Text section:

Parole agent battles rare blood cancer

Published: Monday, Sept. 7 2009 12:00 a.m. MDT

Eric Barker, left, shares a moment with Austin, 13, Chelsea, 15, and his wife, Tammie.

Family Photo

Eric Barker thought he was in the clear.

In 2002, the Bountiful man was only the 27th person in Utah to be diagnosed with aplastic anemia. Doctors told him his bone marrow was failing to produce the red blood cells his body needed to survive. He was awaiting a bone marrow transplant when he began to show improvement after undergoing chemotherapy.

"The chemotherapy put him in remission," said Barker's wife, Tammie. "They stopped looking for a donor."

During the intervening years, with the illness apparently behind him, Barker returned to his job as an Adult Probation & Parole agent. He and Tammie focused on raising their daughter and son. The family grew closer than ever, spending time together at University of Utah football games or on the golf course.

Eric Barker thought he was in the clear.

He was wrong.

Last year — after two years without an exact explanation of what was wrong with him — Eric was diagnosed with myleodisplastia or MDS, a rare form of blood cancer. His body was killing off his red blood cells faster than his bone marrow can produce them, doctors told the Barkers.

Requirement 1: In the article about Eric Barker, what job did Barker return to after his illness seemed to be behind him?
Requirement 2: List every person the article about Eric Barker mentions by name.
Requirement 3: Copy the part of the article about Eric Barker that begins at the words "Eric Barker, left, shares" and stops after "the golf course.", replacing "chemotherapy" with "chemo".
Rely only on the article about Eric Barker.

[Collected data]
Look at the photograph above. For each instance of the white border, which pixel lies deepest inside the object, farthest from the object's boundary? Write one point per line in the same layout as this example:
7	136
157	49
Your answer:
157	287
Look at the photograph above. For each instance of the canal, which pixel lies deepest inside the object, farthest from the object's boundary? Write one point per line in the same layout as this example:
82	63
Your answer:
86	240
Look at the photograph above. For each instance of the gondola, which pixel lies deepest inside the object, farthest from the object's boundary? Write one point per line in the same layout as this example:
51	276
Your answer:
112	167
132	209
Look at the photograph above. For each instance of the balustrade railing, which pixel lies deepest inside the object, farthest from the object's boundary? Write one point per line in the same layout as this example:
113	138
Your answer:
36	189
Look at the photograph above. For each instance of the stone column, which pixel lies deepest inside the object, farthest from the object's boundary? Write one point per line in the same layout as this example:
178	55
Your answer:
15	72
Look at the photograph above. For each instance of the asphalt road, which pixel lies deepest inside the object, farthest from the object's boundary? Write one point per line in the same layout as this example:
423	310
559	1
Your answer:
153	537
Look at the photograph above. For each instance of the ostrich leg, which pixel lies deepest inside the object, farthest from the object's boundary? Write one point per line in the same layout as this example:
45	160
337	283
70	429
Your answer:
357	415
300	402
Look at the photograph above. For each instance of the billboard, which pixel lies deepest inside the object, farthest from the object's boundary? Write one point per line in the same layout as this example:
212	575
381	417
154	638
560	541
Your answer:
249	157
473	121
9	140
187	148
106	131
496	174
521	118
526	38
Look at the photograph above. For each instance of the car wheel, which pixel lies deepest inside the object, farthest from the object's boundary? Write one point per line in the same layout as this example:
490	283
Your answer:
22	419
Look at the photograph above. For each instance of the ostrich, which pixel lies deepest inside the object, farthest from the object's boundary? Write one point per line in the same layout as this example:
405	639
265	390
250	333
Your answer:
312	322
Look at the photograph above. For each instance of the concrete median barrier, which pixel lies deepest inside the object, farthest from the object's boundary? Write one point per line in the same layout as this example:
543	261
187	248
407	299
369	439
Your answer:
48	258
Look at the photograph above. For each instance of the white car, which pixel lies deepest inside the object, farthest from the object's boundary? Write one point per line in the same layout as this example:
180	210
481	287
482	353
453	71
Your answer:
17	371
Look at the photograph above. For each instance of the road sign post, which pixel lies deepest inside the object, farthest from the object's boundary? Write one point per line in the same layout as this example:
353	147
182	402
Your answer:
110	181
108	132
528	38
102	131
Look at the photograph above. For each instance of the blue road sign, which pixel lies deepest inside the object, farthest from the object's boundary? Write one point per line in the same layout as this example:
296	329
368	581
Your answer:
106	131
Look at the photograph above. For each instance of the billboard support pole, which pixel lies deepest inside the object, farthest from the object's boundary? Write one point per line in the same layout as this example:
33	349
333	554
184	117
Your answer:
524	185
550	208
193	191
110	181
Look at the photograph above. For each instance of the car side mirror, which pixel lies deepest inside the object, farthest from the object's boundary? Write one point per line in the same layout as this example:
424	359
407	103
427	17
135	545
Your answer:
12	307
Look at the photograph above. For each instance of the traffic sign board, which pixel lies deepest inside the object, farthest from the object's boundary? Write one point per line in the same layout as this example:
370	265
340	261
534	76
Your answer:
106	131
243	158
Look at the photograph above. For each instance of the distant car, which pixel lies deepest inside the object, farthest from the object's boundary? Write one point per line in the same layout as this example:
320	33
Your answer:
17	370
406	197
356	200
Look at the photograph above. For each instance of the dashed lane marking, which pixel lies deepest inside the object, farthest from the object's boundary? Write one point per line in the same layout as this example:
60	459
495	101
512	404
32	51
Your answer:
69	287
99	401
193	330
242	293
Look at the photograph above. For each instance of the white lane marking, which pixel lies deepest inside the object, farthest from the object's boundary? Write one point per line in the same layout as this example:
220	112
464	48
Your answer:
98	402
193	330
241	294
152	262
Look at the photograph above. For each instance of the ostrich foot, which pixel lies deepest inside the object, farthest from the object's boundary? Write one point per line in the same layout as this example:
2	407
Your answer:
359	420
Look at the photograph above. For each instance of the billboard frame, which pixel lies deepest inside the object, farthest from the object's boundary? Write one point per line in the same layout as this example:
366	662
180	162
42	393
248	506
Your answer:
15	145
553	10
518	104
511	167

Expected answer 1: He returned to his job as an Adult Probation & Parole agent.

Expected answer 2: Eric Barker, Austin, Chelsea, Tammie

Expected answer 3:
Eric Barker, left, shares a moment with Austin, 13, Chelsea, 15, and his wife, Tammie.

Family Photo

Eric Barker thought he was in the clear.

In 2002, the Bountiful man was only the 27th person in Utah to be diagnosed with aplastic anemia. Doctors told him his bone marrow was failing to produce the red blood cells his body needed to survive. He was awaiting a bone marrow transplant when he began to show improvement after undergoing chemo.

"The chemo put him in remission," said Barker's wife, Tammie. "They stopped looking for a donor."

During the intervening years, with the illness apparently behind him, Barker returned to his job as an Adult Probation & Parole agent. He and Tammie focused on raising their daughter and son. The family grew closer than ever, spending time together at University of Utah football games or on the golf course.